(Stored data entries)

## start

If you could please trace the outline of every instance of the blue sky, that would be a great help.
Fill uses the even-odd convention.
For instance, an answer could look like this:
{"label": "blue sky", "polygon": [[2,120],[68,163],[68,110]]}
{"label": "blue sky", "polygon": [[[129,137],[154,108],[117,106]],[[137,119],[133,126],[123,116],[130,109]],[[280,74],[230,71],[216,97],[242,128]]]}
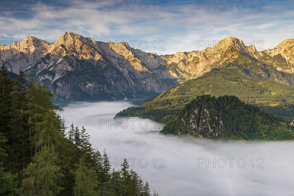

## end

Arrange the lines of the listing above as a numbered list, skipping any blank lines. Leave the pictures out of your answer.

1. If you could please trace the outline of every instance of the blue sky, that would be a great help.
2. Fill uses the even-odd convention.
3. For instance, an answer could look like this:
4. {"label": "blue sky", "polygon": [[2,120],[68,163],[68,110]]}
5. {"label": "blue sky", "polygon": [[[129,137],[154,108],[117,106]],[[137,119],[133,126],[123,116],[130,109]],[[280,74],[230,71],[216,97],[242,128]]]}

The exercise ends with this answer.